= PROBLEM TO SOLVE =
What comes back must be the data itself, retyped exactly.

Natural-language object grounding data
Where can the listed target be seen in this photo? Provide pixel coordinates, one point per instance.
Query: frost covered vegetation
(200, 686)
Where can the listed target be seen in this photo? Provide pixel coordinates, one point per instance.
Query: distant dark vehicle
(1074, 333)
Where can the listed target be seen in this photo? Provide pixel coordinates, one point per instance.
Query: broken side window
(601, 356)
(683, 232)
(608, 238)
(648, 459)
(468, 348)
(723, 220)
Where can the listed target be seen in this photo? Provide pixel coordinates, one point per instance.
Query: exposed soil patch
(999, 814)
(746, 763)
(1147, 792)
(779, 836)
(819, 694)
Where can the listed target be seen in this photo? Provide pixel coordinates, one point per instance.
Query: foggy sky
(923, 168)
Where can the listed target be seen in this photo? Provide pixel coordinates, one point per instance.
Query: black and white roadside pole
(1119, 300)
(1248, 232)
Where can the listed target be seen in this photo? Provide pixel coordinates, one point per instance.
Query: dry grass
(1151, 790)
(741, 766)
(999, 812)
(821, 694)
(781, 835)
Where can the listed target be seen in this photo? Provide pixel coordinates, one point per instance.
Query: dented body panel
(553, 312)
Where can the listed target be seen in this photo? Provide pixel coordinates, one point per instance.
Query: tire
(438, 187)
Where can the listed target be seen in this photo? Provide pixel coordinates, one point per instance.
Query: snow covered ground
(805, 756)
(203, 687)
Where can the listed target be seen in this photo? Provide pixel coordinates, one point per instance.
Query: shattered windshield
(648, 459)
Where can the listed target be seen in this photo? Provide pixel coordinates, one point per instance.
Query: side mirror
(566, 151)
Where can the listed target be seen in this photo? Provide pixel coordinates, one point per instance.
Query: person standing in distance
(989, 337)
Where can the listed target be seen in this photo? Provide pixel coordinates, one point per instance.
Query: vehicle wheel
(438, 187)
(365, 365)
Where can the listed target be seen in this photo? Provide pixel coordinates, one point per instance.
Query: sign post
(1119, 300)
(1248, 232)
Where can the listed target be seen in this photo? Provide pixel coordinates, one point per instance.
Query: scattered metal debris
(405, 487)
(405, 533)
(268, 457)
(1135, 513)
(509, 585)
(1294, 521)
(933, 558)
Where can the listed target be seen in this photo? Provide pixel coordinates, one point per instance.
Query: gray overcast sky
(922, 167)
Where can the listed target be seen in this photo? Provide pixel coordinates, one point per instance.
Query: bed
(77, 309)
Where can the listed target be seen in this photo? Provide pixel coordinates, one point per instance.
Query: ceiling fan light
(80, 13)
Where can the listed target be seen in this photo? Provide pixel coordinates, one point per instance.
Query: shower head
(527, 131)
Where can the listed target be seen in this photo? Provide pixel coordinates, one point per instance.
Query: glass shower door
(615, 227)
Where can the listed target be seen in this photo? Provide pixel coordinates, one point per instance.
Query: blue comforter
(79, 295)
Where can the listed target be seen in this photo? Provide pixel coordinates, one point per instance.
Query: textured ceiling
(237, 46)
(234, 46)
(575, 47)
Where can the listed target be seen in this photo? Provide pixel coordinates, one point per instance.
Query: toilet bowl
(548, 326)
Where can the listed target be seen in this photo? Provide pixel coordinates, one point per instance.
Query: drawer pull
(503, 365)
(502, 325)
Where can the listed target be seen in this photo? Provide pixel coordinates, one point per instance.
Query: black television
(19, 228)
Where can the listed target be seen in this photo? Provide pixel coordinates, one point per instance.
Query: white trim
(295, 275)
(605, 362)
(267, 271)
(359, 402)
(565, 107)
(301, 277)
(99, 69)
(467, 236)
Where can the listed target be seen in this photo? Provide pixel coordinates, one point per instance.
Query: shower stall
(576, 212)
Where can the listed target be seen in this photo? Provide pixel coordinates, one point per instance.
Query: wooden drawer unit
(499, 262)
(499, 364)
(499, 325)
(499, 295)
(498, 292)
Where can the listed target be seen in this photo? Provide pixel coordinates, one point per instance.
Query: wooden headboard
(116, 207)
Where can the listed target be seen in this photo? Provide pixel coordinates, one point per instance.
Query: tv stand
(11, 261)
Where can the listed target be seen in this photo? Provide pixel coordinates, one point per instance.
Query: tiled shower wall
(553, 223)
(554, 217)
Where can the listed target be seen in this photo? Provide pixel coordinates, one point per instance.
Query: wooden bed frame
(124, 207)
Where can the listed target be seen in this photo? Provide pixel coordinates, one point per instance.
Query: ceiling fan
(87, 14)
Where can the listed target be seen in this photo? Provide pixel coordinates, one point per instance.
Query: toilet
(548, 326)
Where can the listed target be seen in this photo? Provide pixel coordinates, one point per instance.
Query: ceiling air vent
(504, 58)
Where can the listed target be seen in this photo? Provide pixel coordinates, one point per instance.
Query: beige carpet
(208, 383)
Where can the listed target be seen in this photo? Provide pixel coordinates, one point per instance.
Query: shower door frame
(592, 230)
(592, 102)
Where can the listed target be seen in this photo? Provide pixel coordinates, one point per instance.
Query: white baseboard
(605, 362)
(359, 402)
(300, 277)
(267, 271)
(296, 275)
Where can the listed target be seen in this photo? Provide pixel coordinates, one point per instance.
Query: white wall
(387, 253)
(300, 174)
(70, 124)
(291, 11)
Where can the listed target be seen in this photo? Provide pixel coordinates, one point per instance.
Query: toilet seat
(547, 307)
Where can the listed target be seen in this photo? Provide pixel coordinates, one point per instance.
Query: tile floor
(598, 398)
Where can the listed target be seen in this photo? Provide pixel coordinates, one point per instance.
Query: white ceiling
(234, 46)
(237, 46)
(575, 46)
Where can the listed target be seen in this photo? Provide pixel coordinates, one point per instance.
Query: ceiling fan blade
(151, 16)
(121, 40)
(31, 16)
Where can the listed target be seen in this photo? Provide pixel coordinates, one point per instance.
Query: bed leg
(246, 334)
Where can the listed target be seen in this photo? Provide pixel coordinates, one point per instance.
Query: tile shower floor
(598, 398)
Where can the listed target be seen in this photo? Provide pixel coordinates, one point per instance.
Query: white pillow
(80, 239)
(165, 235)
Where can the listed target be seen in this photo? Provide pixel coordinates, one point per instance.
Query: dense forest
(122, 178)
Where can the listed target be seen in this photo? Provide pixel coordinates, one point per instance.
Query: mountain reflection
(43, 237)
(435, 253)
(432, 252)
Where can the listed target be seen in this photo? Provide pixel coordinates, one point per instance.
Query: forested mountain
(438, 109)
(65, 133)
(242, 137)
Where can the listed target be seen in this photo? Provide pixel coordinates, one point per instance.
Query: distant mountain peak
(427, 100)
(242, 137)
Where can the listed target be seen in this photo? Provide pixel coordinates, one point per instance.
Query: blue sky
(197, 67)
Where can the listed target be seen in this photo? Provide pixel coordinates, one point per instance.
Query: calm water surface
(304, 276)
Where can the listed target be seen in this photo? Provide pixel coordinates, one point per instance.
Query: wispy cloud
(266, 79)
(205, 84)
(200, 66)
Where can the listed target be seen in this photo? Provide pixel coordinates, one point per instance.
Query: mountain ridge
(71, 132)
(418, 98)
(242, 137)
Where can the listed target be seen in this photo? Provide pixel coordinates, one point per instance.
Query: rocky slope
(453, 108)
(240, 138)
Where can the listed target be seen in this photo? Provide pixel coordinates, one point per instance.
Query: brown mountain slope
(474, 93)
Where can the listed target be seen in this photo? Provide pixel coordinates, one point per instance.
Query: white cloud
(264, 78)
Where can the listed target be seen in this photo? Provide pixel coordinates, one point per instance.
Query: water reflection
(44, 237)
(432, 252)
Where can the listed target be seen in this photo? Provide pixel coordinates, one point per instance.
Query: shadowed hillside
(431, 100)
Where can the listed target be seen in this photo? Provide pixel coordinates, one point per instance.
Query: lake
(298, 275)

= EXERCISE SOLUTION =
Where can the listed target be seen in this photo? Provide pixel coordinates, one point per instance.
Query: frost covered vegetation
(200, 686)
Where can the listed target be seen in this photo? Provide pixel coordinates, one point per instance.
Query: distant dark vehicle
(1074, 333)
Where can the listed target be seen in this photo? Provide pixel coordinates, one point per instance.
Query: broken side window
(601, 356)
(683, 232)
(608, 238)
(648, 459)
(468, 348)
(723, 220)
Where can the listed target be seen in this photo? Provide pixel coordinates, one point per instance.
Query: exposed soil patch
(999, 814)
(746, 763)
(1147, 792)
(779, 836)
(819, 694)
Where can the listed target be seen in this photo? Provide pixel coordinates, one point per instance.
Query: foggy sky
(923, 168)
Where can the listed target be seen in this photo? Provide pixel coordinates, one point per instance.
Query: black and white roadside pole
(1119, 300)
(1248, 232)
Where can the listed target be seen in this photo? Provide pixel coordinates, one point per instance.
Query: dry grass
(1151, 790)
(741, 766)
(999, 812)
(821, 694)
(781, 835)
Where can the listed target be seen in this photo? Provide pixel coordinates, one point per instance.
Query: dented body panel
(553, 312)
Where can the listed target be seen in this photo? Provide pixel coordinates, one point per instance.
Query: tire
(438, 187)
Where can the listed target be seen in this photo? Provide pixel coordinates, one point per instance.
Query: snow covered ground
(805, 756)
(203, 687)
Where can the listed target be seen in this photo? Provide pixel coordinates, one point per instance.
Query: shattered windshield
(648, 459)
Where can the listed target be seen in this photo? Provide pixel coordinates, one point per instance.
Query: side mirror
(566, 151)
Where can the listed target be seen in this photo? Provide pixel coordinates, one point per instance.
Query: person standing in distance
(989, 337)
Where can the listed target be seen in this photo? Provide pixel coordinates, one point per instance.
Query: vehicle wheel
(438, 187)
(365, 365)
Where can the listed target be seen in this photo? Provide pixel coordinates, one point per instance.
Query: sign post
(1119, 300)
(1248, 232)
Where can the listed target be seen in this photo? Provide pixel coordinates, one point per instance.
Query: scattered metal debris
(405, 487)
(405, 533)
(268, 457)
(1135, 513)
(509, 585)
(1294, 521)
(933, 558)
Where can the listed target be seen in this photo? Provide pixel coordinates, one point per instance.
Query: gray overcast sky
(922, 167)
Where can the listed target be seen in this photo? Provide pixel coordinates, one point per instance.
Query: bed
(77, 309)
Where can the listed target be seen in this photo? Provide pixel coordinates, one point per instance.
Query: ceiling fan light
(80, 13)
Where can the listed target be seen in this photo? Provide pixel coordinates, one point per instance.
Query: shower head
(527, 131)
Where can the listed target be seen in this photo? Provide pixel coordinates, one point per instance.
Query: glass shower door
(615, 227)
Where can the listed target be seen in this photo? Provide pixel coordinates, one point per instance.
Query: blue comforter
(79, 295)
Where can the listed target be seen in this photo? Provide pixel coordinates, one point per instance.
Query: textured ceiling
(237, 46)
(234, 46)
(575, 47)
Where can the listed target be seen in this photo? Provide pixel coordinates, one point per instance.
Query: toilet bowl
(548, 326)
Where can the listed target be seen in this photo? Provide pixel coordinates, one point per instance.
Query: drawer pull
(503, 365)
(502, 325)
Where can the listed target be seen in this photo? Provide pixel coordinates, one point per instance.
Query: black television
(19, 228)
Where can the listed target be seen in this photo? Provide pixel coordinates, one point per instance.
Query: white trim
(295, 275)
(605, 362)
(267, 271)
(359, 402)
(565, 107)
(301, 277)
(99, 69)
(467, 236)
Where can the listed target be seen in this photo? Provide pixel coordinates, one point per instance.
Query: shower stall
(576, 212)
Where can the listed target be seen in this photo? Provide pixel coordinates, one point per instance.
Query: wooden drawer unit
(499, 262)
(499, 364)
(499, 325)
(499, 295)
(498, 292)
Where can the listed target be seen in this photo? Provide pixel coordinates, one point per instance.
Query: wooden headboard
(116, 207)
Where can the listed target be seen in this photo? Provide pixel coordinates, one point per instance.
Query: tv stand
(11, 261)
Where can the listed target be seen in this photo? Provide pixel coordinates, one point per instance.
Query: tiled shower wall
(553, 223)
(554, 217)
Where can the listed target be seen in this photo? Provide pixel coordinates, one point per instance.
Query: wooden bed frame
(124, 207)
Where can the listed target be seen in this photo? Provide pixel coordinates, one point per instance.
Query: ceiling fan
(87, 14)
Where can the listed target be seen in this photo? Provide pixel coordinates, one point per instance.
Query: toilet
(548, 326)
Where can the listed target be seen in this photo? Provide pixel coordinates, one point per instance.
Query: ceiling air vent
(504, 58)
Where can the listed target be seen in this photo? Provide pixel coordinates, one point per instance.
Query: beige carpet
(208, 383)
Where can the listed target be seen in this photo? Provide pixel coordinates, one point per instance.
Query: shower door frame
(592, 230)
(592, 102)
Where can the listed target be seen in this photo? Provide pixel coordinates, one point per instance.
Query: white baseboard
(605, 362)
(359, 402)
(300, 277)
(267, 271)
(296, 275)
Where can the listed target be seen in this photo? Provide pixel coordinates, one point per instance.
Query: white wall
(387, 253)
(300, 174)
(70, 124)
(291, 11)
Where can the listed target be seen in this photo? Provide pixel coordinates, one point per instance.
Query: toilet seat
(547, 307)
Where can the listed target be seen in this photo? Provide pixel coordinates, one point per instance.
Query: tile floor
(598, 398)
Where can the listed target be seen in this photo? Provide pixel coordinates, one point per instance.
Query: white ceiling
(234, 46)
(237, 46)
(575, 46)
Where can the listed target be seen in this photo? Provide pixel coordinates, one point per instance.
Query: ceiling fan blade
(151, 16)
(121, 40)
(31, 16)
Where can the listed target be seen in this photo? Provide pixel coordinates, one point per instance.
Query: bed leg
(246, 334)
Where can the listed target be seen in this photo? Provide pixel coordinates, one point per instance.
Query: tile shower floor
(598, 398)
Where can the listed target be seen in this photo? Provide pixel coordinates, one point per instance.
Query: white pillow
(80, 239)
(165, 235)
Where can the listed target be seen in this photo? Provide pixel coordinates, one point per instance.
Query: dense forest
(122, 178)
Where can the listed target be seen in this photo? Provide pixel coordinates, one point per instance.
Query: mountain reflection
(43, 237)
(435, 253)
(432, 252)
Where can the listed target be seen in this photo? Provide pixel coordinates, one point per instance.
Query: forested mountain
(438, 109)
(65, 133)
(242, 137)
Where can the listed target be seen in this photo? Provide pixel coordinates, one point per instance.
Query: distant mountain peak
(427, 100)
(242, 137)
Where can the listed target be seen in this photo? Provide pixel coordinates, one point per instance.
Query: blue sky
(197, 67)
Where can the listed target be seen in this photo? Provide pixel coordinates, one point per instance.
Query: calm water surface
(304, 276)
Where can the listed target be seen in this photo? Provide pixel coordinates, one point per instance.
Query: wispy cloud
(266, 79)
(205, 84)
(200, 66)
Where can the listed target be seen in this photo? Provide pixel coordinates, one point per instance.
Query: mountain ridge
(71, 132)
(418, 98)
(242, 137)
Where can the listed target be seen in this photo? Provide pixel coordinates, one point per instance.
Query: rocky slope
(453, 108)
(240, 138)
Where can the listed target be seen in this photo? Provide pixel coordinates, one point per instance.
Query: brown mountain slope
(474, 93)
Where can the listed target be seen in this photo? Provide pixel coordinates, one point per instance.
Query: white cloud
(264, 78)
Where can the listed target be seen in this photo? Provide pixel coordinates, one point per instance.
Query: water reflection
(44, 237)
(432, 252)
Where can the listed target be seen in this photo? Provide pixel coordinates, one point per instance.
Query: shadowed hillside
(431, 100)
Where can the listed target be seen in this photo? Provide pixel coordinates, one point per instance.
Query: lake
(298, 275)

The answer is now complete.